Stated goal
Nothing but the lines from the one containing "[outline] ocean, every instance" to the end of the data should be returned, each exactly as written.

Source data
---
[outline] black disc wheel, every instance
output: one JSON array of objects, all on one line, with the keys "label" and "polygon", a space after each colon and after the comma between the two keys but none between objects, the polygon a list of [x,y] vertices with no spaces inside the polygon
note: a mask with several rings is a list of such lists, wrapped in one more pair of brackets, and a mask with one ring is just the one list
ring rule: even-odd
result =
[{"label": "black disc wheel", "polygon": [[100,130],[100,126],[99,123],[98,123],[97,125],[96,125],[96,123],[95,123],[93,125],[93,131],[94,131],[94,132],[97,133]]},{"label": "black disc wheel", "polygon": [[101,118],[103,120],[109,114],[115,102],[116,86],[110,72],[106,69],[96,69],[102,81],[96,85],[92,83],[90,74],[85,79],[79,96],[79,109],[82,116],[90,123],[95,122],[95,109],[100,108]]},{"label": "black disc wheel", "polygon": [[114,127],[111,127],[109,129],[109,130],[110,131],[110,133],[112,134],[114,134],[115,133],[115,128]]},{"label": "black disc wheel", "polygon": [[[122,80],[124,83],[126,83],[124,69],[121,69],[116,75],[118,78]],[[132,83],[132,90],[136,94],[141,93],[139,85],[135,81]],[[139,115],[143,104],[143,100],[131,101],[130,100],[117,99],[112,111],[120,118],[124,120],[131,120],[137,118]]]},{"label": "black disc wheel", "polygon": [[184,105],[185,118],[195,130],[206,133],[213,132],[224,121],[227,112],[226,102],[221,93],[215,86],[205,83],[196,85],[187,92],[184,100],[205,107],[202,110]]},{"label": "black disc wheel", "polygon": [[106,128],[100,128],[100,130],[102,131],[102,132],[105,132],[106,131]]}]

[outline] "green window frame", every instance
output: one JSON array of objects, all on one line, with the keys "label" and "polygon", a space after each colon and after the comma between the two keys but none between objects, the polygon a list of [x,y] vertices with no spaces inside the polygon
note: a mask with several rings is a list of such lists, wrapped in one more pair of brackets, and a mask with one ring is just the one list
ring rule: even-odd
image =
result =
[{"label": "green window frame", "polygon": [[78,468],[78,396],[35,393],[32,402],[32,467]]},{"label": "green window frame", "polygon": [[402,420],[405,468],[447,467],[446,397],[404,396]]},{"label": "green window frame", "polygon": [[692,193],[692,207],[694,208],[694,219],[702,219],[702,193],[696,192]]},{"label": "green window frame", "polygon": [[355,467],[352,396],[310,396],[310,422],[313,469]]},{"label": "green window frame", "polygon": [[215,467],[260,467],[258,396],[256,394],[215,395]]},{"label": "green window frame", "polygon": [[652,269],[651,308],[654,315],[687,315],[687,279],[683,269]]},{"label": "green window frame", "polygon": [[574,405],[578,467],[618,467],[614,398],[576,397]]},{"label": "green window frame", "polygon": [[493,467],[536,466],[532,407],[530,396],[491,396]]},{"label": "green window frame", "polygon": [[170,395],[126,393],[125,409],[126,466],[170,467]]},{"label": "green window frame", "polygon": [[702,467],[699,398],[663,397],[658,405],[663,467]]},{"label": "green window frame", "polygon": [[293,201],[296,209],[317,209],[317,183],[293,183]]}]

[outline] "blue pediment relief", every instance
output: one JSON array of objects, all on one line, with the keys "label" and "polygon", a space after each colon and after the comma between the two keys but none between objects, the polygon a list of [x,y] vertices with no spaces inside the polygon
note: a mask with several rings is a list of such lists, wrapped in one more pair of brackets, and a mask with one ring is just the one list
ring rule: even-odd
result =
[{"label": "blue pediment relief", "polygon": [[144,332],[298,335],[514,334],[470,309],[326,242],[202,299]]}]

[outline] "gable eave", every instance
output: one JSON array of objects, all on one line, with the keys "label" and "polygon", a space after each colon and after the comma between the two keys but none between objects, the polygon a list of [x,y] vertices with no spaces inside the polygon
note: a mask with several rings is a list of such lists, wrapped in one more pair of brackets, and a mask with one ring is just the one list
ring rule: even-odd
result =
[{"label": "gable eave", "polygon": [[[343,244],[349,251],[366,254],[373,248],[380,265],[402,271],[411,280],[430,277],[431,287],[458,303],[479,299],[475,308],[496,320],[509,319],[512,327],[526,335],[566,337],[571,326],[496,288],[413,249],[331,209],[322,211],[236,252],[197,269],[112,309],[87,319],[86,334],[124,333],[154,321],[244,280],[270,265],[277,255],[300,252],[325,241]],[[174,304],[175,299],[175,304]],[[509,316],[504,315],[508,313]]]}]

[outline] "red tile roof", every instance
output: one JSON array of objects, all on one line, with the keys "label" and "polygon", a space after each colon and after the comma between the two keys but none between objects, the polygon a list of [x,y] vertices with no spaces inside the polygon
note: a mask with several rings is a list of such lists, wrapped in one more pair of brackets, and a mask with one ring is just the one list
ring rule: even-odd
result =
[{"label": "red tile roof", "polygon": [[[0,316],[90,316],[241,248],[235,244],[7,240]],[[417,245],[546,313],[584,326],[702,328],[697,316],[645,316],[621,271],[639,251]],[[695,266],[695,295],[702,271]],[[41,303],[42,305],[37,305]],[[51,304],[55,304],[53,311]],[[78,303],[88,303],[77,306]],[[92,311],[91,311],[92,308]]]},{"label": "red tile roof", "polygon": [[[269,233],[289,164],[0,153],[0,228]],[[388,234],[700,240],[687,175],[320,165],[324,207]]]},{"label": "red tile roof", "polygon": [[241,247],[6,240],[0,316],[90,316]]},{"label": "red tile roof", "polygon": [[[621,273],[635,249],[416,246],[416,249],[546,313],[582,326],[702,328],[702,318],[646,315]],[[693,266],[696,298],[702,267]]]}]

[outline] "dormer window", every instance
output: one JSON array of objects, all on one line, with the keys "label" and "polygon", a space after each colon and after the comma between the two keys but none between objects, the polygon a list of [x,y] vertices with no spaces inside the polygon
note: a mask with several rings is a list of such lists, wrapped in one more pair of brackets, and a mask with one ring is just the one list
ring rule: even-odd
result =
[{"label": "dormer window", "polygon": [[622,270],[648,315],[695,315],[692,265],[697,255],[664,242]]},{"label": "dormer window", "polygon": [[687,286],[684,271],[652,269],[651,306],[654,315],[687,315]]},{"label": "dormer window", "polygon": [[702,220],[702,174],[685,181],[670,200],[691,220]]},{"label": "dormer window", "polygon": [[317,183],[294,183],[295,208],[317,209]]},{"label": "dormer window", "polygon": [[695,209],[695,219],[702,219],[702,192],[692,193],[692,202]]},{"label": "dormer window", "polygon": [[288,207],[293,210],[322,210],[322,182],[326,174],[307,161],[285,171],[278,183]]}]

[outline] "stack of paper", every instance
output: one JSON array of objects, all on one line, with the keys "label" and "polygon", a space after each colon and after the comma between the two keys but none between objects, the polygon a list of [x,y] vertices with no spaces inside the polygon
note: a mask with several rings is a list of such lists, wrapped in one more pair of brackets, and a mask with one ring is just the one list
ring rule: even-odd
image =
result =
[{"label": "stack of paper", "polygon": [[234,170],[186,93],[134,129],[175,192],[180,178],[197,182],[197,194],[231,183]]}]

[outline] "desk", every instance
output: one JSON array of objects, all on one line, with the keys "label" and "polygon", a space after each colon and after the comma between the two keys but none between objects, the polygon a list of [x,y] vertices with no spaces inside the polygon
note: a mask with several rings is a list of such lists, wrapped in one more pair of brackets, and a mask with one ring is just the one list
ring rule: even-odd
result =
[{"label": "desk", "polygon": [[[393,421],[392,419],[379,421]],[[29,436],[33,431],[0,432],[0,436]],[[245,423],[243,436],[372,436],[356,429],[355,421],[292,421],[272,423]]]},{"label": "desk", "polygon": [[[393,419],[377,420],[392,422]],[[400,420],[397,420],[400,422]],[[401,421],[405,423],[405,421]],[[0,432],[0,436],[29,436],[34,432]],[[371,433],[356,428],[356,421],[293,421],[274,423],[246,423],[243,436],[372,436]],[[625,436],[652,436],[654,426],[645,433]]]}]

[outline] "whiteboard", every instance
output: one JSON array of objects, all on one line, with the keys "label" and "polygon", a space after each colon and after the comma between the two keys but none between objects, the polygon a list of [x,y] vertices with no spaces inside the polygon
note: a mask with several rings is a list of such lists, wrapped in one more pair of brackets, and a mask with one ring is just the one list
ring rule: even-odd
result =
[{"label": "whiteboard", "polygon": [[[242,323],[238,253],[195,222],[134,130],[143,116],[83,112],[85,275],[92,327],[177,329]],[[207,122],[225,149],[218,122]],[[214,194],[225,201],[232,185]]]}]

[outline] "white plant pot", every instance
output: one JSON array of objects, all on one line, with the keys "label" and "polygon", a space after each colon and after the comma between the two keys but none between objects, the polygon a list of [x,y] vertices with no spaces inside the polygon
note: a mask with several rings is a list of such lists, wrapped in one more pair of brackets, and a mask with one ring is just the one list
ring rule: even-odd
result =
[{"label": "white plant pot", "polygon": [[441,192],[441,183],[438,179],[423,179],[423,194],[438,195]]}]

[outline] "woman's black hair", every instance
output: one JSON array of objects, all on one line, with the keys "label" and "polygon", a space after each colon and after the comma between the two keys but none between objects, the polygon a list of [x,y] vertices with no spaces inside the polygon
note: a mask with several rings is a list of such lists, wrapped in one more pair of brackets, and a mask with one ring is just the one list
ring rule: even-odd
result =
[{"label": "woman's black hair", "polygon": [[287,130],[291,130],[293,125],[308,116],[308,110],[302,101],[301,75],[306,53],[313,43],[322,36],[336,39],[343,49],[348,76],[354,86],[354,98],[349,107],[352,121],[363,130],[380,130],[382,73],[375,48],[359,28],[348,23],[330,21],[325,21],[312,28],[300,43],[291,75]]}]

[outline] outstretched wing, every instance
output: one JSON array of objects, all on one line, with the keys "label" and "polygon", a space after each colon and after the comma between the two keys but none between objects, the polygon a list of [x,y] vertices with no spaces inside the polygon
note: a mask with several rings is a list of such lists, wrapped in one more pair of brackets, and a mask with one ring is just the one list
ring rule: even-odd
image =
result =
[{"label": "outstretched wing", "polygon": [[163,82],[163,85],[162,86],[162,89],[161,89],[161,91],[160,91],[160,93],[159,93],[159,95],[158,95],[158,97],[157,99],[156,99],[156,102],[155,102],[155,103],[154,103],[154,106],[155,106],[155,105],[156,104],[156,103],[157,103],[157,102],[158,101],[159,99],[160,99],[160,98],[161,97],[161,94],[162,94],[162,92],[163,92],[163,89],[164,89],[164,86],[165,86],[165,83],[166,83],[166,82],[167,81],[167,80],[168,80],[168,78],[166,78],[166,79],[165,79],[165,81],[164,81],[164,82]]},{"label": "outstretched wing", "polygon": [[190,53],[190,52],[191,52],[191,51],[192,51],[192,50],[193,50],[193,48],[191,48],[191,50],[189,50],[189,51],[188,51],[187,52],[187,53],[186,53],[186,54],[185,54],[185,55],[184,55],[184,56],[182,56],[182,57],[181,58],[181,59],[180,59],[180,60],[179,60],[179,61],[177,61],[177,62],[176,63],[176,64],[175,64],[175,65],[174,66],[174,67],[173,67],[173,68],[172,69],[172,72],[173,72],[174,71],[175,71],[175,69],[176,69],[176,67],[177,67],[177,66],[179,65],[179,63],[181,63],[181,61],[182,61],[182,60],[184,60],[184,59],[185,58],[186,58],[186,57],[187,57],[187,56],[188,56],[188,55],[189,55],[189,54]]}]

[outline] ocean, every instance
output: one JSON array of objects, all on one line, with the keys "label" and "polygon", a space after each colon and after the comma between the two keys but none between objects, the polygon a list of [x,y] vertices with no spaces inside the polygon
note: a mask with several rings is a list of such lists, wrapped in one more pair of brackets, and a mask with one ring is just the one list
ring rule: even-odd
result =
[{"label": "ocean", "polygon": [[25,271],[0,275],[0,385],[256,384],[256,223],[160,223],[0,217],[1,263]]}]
---
The answer
[outline] ocean, every instance
output: one JSON array of objects, all on one line, with the keys "label" and "polygon", a space after each colon and after the comma between the two keys but none between objects, the polygon a list of [x,y] vertices with no spaces inside the polygon
note: a mask with several rings is a list of such lists, wrapped in one more pair of brackets, and a mask with one ring is just the one list
ring rule: even-odd
result =
[{"label": "ocean", "polygon": [[25,271],[0,275],[0,385],[256,384],[256,223],[160,223],[0,217],[1,263]]}]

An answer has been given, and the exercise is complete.